Problem to work on → Reply with every entry, repeated exactly as given.

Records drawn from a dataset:
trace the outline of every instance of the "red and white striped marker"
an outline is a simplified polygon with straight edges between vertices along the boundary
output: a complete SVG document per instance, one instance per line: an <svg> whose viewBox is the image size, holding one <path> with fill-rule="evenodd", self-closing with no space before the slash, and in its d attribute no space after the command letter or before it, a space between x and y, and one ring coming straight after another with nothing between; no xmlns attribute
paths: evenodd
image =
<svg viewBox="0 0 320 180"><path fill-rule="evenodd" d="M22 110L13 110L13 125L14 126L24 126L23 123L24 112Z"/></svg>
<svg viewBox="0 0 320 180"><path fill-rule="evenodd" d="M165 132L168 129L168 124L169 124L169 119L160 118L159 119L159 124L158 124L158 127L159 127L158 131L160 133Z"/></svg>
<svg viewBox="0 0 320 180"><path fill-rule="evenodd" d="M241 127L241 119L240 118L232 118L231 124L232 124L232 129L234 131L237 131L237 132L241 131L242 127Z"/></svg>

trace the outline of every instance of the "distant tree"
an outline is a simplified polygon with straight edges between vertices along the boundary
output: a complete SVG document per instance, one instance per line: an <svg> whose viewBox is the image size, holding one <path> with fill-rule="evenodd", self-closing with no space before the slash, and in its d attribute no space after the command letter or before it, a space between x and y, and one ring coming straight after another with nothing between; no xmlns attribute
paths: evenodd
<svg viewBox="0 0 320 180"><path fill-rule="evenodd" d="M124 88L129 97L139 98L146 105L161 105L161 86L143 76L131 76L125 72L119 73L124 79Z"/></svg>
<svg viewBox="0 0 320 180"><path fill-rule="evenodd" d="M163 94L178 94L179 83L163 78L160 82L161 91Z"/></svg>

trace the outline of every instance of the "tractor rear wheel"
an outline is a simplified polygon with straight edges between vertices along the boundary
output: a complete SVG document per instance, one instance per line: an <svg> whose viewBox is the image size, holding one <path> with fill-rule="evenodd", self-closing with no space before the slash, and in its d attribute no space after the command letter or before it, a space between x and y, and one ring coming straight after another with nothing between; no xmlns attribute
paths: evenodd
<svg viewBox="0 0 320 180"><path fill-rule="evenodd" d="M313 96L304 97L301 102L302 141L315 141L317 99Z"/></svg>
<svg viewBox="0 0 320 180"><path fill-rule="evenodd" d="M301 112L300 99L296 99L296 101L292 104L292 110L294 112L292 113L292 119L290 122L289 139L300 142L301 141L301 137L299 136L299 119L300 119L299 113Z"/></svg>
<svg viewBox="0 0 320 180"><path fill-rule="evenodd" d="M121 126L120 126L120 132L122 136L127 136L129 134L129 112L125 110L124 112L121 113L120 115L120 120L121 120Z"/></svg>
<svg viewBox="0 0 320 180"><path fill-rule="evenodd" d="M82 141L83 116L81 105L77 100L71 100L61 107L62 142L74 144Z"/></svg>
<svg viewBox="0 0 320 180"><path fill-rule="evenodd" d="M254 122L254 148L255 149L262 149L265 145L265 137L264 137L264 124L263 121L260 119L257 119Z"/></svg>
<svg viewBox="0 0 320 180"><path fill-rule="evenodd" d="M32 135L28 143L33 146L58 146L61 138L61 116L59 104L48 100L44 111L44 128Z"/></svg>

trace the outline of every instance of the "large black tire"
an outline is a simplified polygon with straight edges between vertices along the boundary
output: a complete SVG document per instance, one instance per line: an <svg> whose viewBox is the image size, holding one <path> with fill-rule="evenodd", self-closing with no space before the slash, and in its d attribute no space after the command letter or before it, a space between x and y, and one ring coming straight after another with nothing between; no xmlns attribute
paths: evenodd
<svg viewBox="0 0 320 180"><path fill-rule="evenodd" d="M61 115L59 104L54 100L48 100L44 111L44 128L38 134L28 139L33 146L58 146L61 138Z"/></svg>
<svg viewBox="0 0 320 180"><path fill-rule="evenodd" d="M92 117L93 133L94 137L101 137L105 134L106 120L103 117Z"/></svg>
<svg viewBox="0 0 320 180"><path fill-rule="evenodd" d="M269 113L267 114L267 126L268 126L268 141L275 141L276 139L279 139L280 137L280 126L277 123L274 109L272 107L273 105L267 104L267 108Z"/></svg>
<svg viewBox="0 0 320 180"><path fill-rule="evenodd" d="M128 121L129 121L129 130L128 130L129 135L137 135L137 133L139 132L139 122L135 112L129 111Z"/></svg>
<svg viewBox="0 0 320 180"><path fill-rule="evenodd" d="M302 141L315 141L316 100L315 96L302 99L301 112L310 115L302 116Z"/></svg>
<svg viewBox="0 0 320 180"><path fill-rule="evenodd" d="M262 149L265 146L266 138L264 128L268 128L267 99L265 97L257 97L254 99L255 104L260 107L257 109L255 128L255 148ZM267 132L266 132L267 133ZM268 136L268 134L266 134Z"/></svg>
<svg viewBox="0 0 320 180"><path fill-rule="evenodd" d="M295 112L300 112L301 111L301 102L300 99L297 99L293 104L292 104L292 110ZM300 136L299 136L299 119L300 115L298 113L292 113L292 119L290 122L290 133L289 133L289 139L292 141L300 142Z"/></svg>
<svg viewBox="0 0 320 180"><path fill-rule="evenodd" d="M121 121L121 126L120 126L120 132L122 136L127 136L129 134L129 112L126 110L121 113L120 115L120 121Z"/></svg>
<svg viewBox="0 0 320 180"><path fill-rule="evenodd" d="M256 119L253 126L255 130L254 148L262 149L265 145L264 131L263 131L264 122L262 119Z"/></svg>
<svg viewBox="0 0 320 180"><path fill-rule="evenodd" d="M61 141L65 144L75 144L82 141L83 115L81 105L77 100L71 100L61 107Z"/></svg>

Expected answer →
trace the outline of every instance of the "red and white striped marker"
an outline is a simplified polygon with straight edges between vertices along the boundary
output: a complete SVG document per instance, one instance per line: an <svg> whose viewBox is the image size, holding one <path> with fill-rule="evenodd", self-closing with no space before the slash, and in its d attribute no space after the command letter or before it, a space between x and y, and one ring coming straight after another with nothing between; no xmlns attribute
paths: evenodd
image =
<svg viewBox="0 0 320 180"><path fill-rule="evenodd" d="M22 110L13 110L13 125L14 126L24 126L23 123L24 112Z"/></svg>
<svg viewBox="0 0 320 180"><path fill-rule="evenodd" d="M165 132L168 129L168 124L169 124L169 119L160 118L159 119L159 124L158 124L158 127L159 127L158 131L160 133Z"/></svg>
<svg viewBox="0 0 320 180"><path fill-rule="evenodd" d="M241 127L241 119L240 118L232 118L231 124L232 124L232 129L234 131L237 131L237 132L241 131L242 127Z"/></svg>

trace the outline of every instance of the "distant tree"
an outline is a simplified polygon with straight edges between vertices along the boundary
output: a complete SVG document per instance, one instance per line: an <svg> whose viewBox is the image size, holding one <path> with fill-rule="evenodd", self-closing with no space before the slash, and in its d attribute no space after the command letter or before it, a space between x and y, and one ring coming straight after another with nothing between; no xmlns attribute
paths: evenodd
<svg viewBox="0 0 320 180"><path fill-rule="evenodd" d="M124 88L129 97L139 98L146 105L161 105L161 86L143 76L131 76L125 72L119 73L124 79Z"/></svg>
<svg viewBox="0 0 320 180"><path fill-rule="evenodd" d="M163 94L178 94L179 83L163 78L160 82L161 91Z"/></svg>

trace the outline of every instance of the "tractor rear wheel"
an outline is a simplified polygon with straight edges between vertices along the boundary
output: a complete SVG document per instance, one instance per line: an <svg> whose viewBox is the image size, holding one <path> with fill-rule="evenodd", self-closing with no space before the slash, and in its d attribute no space after the command letter or before it, a space between x and y, and one ring coming straight after another with nothing between; no xmlns attribute
paths: evenodd
<svg viewBox="0 0 320 180"><path fill-rule="evenodd" d="M313 96L304 97L301 102L302 141L315 141L317 99Z"/></svg>
<svg viewBox="0 0 320 180"><path fill-rule="evenodd" d="M301 112L300 99L296 99L296 101L292 104L292 110L294 112L292 113L292 119L290 122L289 139L300 142L301 141L301 137L299 136L299 119L300 119L299 113Z"/></svg>
<svg viewBox="0 0 320 180"><path fill-rule="evenodd" d="M121 126L120 126L120 132L122 136L127 136L129 134L129 112L125 110L124 112L121 113L120 115L120 120L121 120Z"/></svg>
<svg viewBox="0 0 320 180"><path fill-rule="evenodd" d="M82 141L83 116L81 105L77 100L71 100L61 107L62 142L74 144Z"/></svg>
<svg viewBox="0 0 320 180"><path fill-rule="evenodd" d="M254 122L254 148L255 149L262 149L265 145L265 137L264 137L264 124L263 121L260 119L257 119Z"/></svg>
<svg viewBox="0 0 320 180"><path fill-rule="evenodd" d="M32 135L28 143L33 146L58 146L61 138L61 116L59 104L48 100L44 111L44 128Z"/></svg>

trace the outline of every instance of the "large black tire"
an outline is a simplified polygon with straight edges between vertices along the boundary
output: a complete SVG document per instance, one instance per line: an <svg> whose viewBox is the image size, holding one <path> with fill-rule="evenodd", self-closing with no space before the slash, and in its d attribute no space after the command letter or before it, a space between x and y, and one ring coming straight after another with nothing between; no xmlns attribute
paths: evenodd
<svg viewBox="0 0 320 180"><path fill-rule="evenodd" d="M61 115L59 104L54 100L48 100L44 111L44 128L38 134L28 139L33 146L58 146L61 138Z"/></svg>
<svg viewBox="0 0 320 180"><path fill-rule="evenodd" d="M92 117L93 133L94 137L101 137L105 134L106 120L103 117Z"/></svg>
<svg viewBox="0 0 320 180"><path fill-rule="evenodd" d="M269 113L267 114L267 126L268 126L268 141L275 141L276 139L279 139L280 137L280 126L277 123L274 109L272 107L273 105L267 104L267 108Z"/></svg>
<svg viewBox="0 0 320 180"><path fill-rule="evenodd" d="M128 121L129 121L129 130L128 130L129 135L137 135L137 133L139 132L139 122L135 112L129 111Z"/></svg>
<svg viewBox="0 0 320 180"><path fill-rule="evenodd" d="M302 141L315 141L316 100L315 96L302 99L301 112L310 115L302 116Z"/></svg>
<svg viewBox="0 0 320 180"><path fill-rule="evenodd" d="M262 149L265 146L266 138L264 128L268 128L267 99L265 97L257 97L254 99L255 104L260 107L257 109L255 128L255 148ZM267 132L266 132L267 133ZM268 136L268 134L266 134Z"/></svg>
<svg viewBox="0 0 320 180"><path fill-rule="evenodd" d="M295 112L300 112L301 111L301 102L300 99L297 99L293 104L292 104L292 110ZM300 136L299 136L299 119L300 115L298 113L292 113L292 119L290 122L290 133L289 133L289 139L292 141L300 142Z"/></svg>
<svg viewBox="0 0 320 180"><path fill-rule="evenodd" d="M121 121L121 126L120 126L120 132L122 136L127 136L129 134L129 112L126 110L121 113L120 115L120 121Z"/></svg>
<svg viewBox="0 0 320 180"><path fill-rule="evenodd" d="M256 119L253 126L255 130L254 148L262 149L265 145L264 131L263 131L264 122L262 119Z"/></svg>
<svg viewBox="0 0 320 180"><path fill-rule="evenodd" d="M61 141L65 144L75 144L82 141L83 115L81 105L77 100L71 100L61 107Z"/></svg>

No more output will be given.